Stored records
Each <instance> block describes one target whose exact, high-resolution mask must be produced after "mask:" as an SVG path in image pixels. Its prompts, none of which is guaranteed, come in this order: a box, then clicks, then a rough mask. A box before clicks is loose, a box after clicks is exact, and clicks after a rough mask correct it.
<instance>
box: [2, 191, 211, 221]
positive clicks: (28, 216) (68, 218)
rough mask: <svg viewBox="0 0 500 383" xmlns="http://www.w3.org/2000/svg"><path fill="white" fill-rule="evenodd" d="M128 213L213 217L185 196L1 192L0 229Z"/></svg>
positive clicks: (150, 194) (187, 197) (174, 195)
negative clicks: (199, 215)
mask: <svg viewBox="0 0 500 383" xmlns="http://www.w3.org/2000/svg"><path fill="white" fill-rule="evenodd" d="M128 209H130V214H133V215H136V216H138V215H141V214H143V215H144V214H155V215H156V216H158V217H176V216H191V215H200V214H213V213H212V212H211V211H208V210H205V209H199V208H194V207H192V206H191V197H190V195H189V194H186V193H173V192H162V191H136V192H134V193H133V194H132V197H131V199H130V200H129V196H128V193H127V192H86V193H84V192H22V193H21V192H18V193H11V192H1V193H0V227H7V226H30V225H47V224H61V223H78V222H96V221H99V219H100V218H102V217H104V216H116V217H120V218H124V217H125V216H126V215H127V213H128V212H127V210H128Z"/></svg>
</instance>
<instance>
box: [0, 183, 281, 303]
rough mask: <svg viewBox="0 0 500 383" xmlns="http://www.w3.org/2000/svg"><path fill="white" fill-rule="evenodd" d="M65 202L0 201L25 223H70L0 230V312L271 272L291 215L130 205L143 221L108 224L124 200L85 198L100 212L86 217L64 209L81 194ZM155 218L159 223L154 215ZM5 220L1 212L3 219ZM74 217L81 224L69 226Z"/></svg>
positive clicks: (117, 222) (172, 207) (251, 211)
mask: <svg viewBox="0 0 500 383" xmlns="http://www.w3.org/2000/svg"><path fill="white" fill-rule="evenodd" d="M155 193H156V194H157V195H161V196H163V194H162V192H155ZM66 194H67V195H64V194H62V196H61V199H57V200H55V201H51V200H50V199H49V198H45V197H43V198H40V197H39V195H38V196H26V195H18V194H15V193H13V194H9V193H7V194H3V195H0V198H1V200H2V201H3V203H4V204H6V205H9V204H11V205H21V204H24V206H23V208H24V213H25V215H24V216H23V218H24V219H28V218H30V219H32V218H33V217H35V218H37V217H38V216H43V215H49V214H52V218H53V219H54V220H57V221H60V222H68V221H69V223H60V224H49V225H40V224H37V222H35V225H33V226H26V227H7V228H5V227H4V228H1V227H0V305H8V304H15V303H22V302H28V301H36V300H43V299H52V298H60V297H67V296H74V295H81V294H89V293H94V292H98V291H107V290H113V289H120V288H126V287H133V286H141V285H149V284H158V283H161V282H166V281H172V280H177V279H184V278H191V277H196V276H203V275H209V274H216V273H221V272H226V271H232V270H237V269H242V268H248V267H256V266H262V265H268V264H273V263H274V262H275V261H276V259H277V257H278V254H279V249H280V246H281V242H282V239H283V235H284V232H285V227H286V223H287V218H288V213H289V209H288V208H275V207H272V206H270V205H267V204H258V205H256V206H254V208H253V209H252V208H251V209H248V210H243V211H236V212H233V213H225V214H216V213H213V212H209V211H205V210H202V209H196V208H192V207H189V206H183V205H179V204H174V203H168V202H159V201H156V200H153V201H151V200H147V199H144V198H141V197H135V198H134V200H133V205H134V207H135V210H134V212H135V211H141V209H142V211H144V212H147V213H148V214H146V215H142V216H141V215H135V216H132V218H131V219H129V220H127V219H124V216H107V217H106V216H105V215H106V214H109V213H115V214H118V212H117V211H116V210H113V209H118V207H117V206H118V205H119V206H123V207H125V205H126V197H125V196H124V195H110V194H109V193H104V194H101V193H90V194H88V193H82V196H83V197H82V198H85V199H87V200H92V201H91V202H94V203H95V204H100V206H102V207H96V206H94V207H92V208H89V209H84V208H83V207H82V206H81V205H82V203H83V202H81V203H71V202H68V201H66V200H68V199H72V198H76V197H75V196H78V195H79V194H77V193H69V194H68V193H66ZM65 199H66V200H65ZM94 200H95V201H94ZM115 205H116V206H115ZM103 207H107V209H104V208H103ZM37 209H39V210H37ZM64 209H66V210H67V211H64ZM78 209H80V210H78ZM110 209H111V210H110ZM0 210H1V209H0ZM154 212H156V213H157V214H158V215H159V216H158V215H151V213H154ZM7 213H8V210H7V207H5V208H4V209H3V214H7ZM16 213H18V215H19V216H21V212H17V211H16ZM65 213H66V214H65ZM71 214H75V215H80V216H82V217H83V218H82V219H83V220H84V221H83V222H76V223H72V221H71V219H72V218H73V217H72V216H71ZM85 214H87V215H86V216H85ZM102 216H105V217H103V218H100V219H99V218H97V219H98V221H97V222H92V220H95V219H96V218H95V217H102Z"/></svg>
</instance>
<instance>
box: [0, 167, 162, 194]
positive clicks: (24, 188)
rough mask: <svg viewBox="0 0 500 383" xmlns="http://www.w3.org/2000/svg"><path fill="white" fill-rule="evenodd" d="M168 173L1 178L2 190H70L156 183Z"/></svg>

* **ASSIGNMENT**:
This exercise calls for every record to be restated word for word.

* **SOLUTION TO THIS PROBLEM**:
Each <instance> block describes one target whose exact, high-resolution mask must be produced after "mask:" as an SVG path in image pixels. Its prompts, none of which is guaranteed, come in this order: a box, then clicks, then a rough mask. A box before clicks is loose, a box after clicks is exact, and clicks after a rough mask correct it.
<instance>
box: [2, 191, 211, 221]
positive clicks: (28, 216) (68, 218)
rough mask: <svg viewBox="0 0 500 383" xmlns="http://www.w3.org/2000/svg"><path fill="white" fill-rule="evenodd" d="M128 213L213 217L185 196L1 192L0 229Z"/></svg>
positive clicks: (150, 194) (187, 197) (174, 195)
negative clicks: (199, 215)
mask: <svg viewBox="0 0 500 383" xmlns="http://www.w3.org/2000/svg"><path fill="white" fill-rule="evenodd" d="M128 209H130V214H133V215H136V216H138V215H141V214H143V215H144V214H155V215H156V216H158V217H176V216H191V215H200V214H213V213H212V212H211V211H208V210H205V209H199V208H194V207H192V206H191V197H190V195H189V194H186V193H173V192H162V191H136V192H134V193H133V194H132V197H131V199H130V200H129V196H128V193H127V192H86V193H84V192H22V193H21V192H18V193H11V192H1V193H0V227H7V226H30V225H47V224H61V223H78V222H96V221H99V219H100V218H102V217H104V216H116V217H120V218H124V217H125V216H126V215H127V213H128V212H127V210H128Z"/></svg>
</instance>
<instance>
box: [0, 183, 281, 303]
rough mask: <svg viewBox="0 0 500 383" xmlns="http://www.w3.org/2000/svg"><path fill="white" fill-rule="evenodd" d="M65 202L0 201L25 223H70L0 230V312L271 272L291 215L130 205L143 221L108 224L124 200L85 198L100 212L86 217L64 209L81 194ZM155 218L159 223L154 215ZM5 220L1 212L3 219ZM74 217L81 224L69 226Z"/></svg>
positive clicks: (117, 222) (172, 207) (251, 211)
mask: <svg viewBox="0 0 500 383" xmlns="http://www.w3.org/2000/svg"><path fill="white" fill-rule="evenodd" d="M155 193H156V194H157V195H161V196H163V194H162V192H155ZM66 194H67V195H64V194H62V196H61V199H57V200H55V201H51V200H50V199H49V198H45V197H43V198H40V197H39V195H38V196H26V195H18V194H15V193H13V194H9V193H7V194H3V195H0V198H1V200H2V201H3V203H4V204H6V205H9V204H11V205H21V204H24V206H23V208H24V213H25V215H24V216H23V218H24V219H28V218H30V219H32V218H33V217H35V218H37V217H38V216H43V215H49V214H52V218H53V219H54V220H57V221H60V222H68V221H69V223H60V224H49V225H40V224H37V222H35V225H33V226H26V227H7V228H5V227H4V228H1V227H0V305H8V304H15V303H22V302H28V301H36V300H43V299H52V298H60V297H67V296H74V295H81V294H89V293H94V292H98V291H107V290H113V289H120V288H126V287H133V286H141V285H149V284H158V283H161V282H166V281H172V280H177V279H184V278H191V277H196V276H203V275H209V274H216V273H221V272H226V271H232V270H237V269H242V268H248V267H256V266H262V265H268V264H273V263H274V262H275V261H276V259H277V257H278V254H279V249H280V246H281V242H282V239H283V235H284V232H285V227H286V223H287V218H288V213H289V209H288V208H275V207H272V206H270V205H267V204H258V205H256V206H254V208H253V209H252V208H251V209H248V210H243V211H236V212H233V213H225V214H216V213H213V212H209V211H205V210H202V209H196V208H192V207H189V206H183V205H179V204H174V203H168V202H159V201H156V200H153V201H151V200H147V199H144V198H141V197H135V198H134V200H133V205H134V207H135V210H134V212H135V211H141V209H142V211H144V212H147V213H148V214H146V215H142V216H141V215H135V216H132V218H131V219H129V220H127V219H124V216H107V217H106V216H105V215H106V214H109V213H115V214H118V212H117V211H116V210H113V209H118V207H117V206H118V205H119V206H123V207H125V205H126V197H125V196H124V195H110V194H109V193H104V194H101V193H90V194H88V193H82V196H83V197H82V198H85V199H87V200H92V201H91V202H94V203H95V204H100V206H102V207H96V206H94V207H92V208H89V209H84V208H83V207H82V206H81V205H82V203H83V202H81V203H71V202H68V201H66V200H68V199H72V198H76V197H75V196H78V195H79V194H77V193H69V194H68V193H66ZM65 199H66V200H65ZM94 200H95V201H94ZM115 205H116V206H115ZM103 207H107V209H104V208H103ZM37 209H39V210H37ZM64 209H66V210H67V211H64ZM78 209H80V210H78ZM110 209H111V210H110ZM0 210H1V209H0ZM154 212H156V213H157V214H158V215H159V216H158V215H151V213H154ZM7 213H8V210H7V207H5V208H4V209H3V214H7ZM16 213H18V215H19V216H21V212H17V211H16ZM65 213H66V214H65ZM71 214H75V215H80V216H82V217H83V218H82V219H83V220H84V221H83V222H76V223H72V221H71V219H72V218H73V217H72V216H71ZM85 214H87V215H86V216H85ZM102 216H105V217H103V218H100V219H99V218H97V219H98V221H97V222H92V220H95V219H96V218H95V217H102Z"/></svg>
</instance>
<instance>
box: [0, 167, 162, 194]
positive clicks: (24, 188)
rough mask: <svg viewBox="0 0 500 383" xmlns="http://www.w3.org/2000/svg"><path fill="white" fill-rule="evenodd" d="M168 173L1 178L2 190H70L156 183Z"/></svg>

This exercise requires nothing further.